-- start of INPUT RECORDS --

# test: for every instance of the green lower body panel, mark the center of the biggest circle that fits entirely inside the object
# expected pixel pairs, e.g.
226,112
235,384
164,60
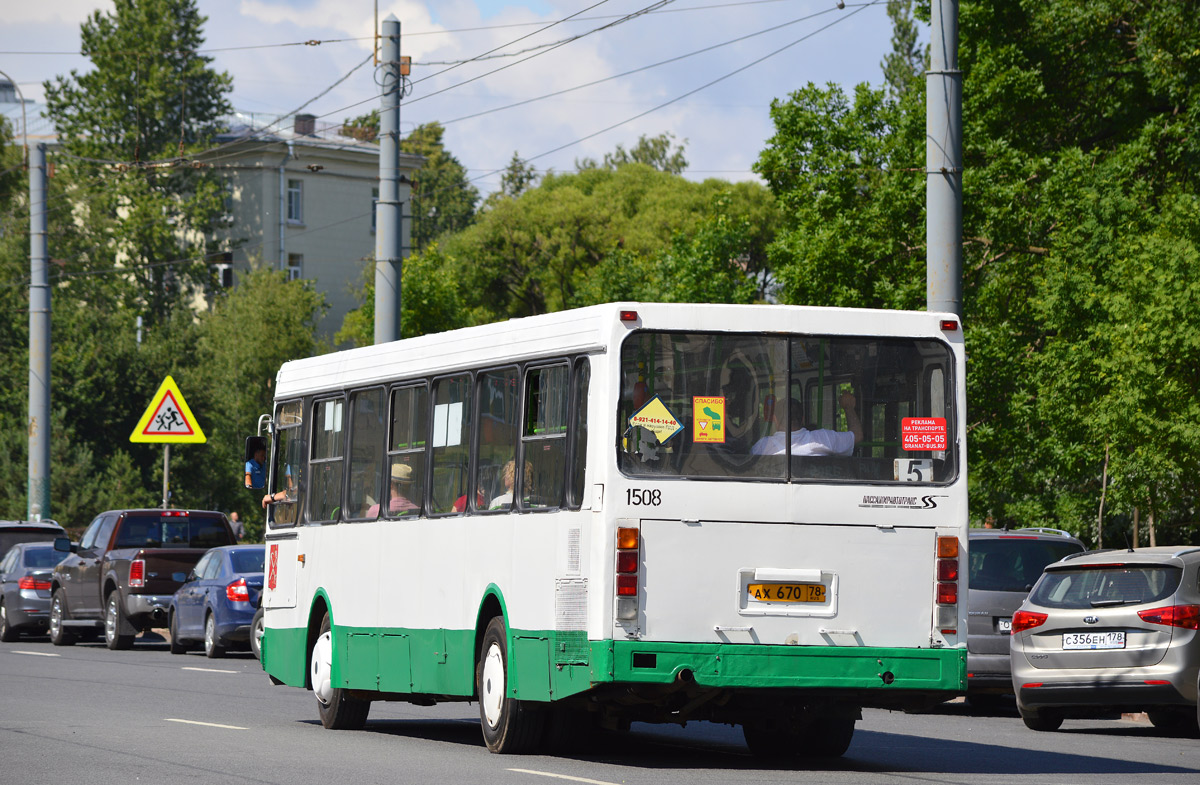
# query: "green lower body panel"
732,665
443,663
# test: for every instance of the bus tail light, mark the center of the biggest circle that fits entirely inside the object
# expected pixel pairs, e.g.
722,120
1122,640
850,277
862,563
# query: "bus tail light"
238,592
137,573
628,558
947,594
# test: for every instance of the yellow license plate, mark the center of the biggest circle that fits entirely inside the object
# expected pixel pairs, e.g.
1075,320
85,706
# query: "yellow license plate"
787,592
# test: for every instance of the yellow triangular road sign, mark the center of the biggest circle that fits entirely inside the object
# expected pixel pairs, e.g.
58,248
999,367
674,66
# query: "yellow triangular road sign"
168,419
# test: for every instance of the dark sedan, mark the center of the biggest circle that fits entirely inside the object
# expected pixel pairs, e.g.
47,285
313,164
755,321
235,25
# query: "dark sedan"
216,605
25,588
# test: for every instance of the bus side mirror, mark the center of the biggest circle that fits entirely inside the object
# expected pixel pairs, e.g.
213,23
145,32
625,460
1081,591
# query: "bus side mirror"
255,475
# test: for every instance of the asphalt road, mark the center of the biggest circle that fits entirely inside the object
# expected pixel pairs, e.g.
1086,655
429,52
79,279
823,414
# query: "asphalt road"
85,714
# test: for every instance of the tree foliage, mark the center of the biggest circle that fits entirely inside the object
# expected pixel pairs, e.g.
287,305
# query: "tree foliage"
149,100
658,153
1080,229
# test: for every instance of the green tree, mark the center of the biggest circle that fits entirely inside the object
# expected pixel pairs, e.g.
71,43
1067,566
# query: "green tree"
654,151
127,130
1080,232
443,197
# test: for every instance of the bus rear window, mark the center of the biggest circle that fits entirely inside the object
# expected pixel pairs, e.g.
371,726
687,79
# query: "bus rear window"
802,407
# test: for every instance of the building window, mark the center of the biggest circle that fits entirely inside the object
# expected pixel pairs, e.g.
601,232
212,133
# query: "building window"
295,202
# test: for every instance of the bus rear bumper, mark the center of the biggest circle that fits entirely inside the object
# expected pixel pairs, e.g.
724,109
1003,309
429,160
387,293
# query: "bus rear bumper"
732,665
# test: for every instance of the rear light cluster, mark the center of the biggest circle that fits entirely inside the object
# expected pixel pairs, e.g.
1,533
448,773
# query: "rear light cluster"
628,558
137,573
1186,616
1027,621
948,585
238,591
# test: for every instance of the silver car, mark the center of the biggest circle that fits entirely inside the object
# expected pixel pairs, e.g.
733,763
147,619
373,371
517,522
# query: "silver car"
25,588
1111,631
1005,565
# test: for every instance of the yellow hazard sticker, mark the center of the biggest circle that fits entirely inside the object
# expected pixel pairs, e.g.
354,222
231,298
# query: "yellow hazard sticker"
708,419
657,418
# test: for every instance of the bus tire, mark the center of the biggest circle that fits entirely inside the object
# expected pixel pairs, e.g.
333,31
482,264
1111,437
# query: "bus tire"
337,709
509,725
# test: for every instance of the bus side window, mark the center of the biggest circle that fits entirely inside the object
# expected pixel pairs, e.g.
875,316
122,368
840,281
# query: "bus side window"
495,462
451,444
328,443
544,441
579,432
406,451
367,435
287,473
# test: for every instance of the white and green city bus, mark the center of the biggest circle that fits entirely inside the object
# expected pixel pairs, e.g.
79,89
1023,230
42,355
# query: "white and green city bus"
655,513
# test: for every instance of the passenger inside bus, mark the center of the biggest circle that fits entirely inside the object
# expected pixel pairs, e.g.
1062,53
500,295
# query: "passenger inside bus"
504,501
401,483
811,442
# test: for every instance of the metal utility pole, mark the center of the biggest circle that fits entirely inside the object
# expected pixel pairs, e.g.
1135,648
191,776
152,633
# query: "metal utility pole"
943,162
39,425
389,240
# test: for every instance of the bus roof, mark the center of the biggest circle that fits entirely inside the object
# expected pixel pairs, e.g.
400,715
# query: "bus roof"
591,329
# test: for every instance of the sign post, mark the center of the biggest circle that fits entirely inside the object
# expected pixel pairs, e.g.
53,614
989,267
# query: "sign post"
167,420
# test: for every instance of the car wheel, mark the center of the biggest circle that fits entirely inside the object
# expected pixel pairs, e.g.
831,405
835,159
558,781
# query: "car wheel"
1043,720
213,647
509,725
114,619
178,646
7,634
59,613
257,629
337,709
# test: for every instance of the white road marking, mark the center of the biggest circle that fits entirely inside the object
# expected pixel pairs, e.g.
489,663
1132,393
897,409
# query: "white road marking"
574,779
232,727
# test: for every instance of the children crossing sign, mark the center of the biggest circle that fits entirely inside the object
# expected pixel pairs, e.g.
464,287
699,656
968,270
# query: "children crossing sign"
168,419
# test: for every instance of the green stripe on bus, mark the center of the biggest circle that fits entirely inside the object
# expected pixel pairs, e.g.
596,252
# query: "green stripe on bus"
443,663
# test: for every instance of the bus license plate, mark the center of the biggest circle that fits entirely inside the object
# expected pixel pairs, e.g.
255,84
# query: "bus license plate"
1092,640
787,592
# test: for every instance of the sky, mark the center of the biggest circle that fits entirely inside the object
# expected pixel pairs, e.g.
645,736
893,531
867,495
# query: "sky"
723,126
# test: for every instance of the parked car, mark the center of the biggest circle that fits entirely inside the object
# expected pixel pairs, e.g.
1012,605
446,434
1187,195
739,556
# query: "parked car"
25,588
1003,567
120,577
216,605
1111,631
13,532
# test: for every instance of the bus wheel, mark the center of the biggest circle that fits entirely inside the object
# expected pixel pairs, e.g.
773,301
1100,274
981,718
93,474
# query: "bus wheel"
509,725
337,709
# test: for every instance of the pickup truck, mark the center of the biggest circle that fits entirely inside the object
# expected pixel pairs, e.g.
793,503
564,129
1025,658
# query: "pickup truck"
120,576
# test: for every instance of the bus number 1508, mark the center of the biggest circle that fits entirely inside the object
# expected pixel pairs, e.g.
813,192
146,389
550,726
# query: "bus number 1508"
637,497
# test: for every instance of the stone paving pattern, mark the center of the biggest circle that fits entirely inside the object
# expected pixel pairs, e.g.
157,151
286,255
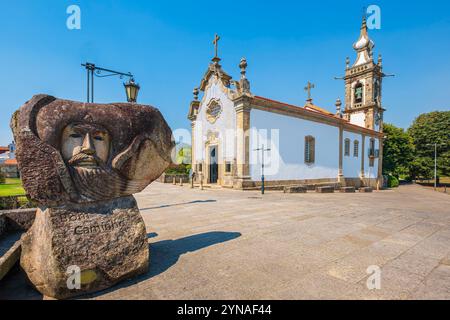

-- end of INPUT RECORDS --

• WRITTEN REQUEST: Pull out every line of the listing above that contains the string "light", treating uppercase and lowercase as different.

• SOLVED PROBLEM:
# test: for every instance of the bus tail light, mark the center of the biggest circle that fits entirely inside the object
# query: "bus tail light"
# test: for every instance of the rear light cluster, mark the center of the biggest circle that fits entirely inside the object
# query: "rear light cluster"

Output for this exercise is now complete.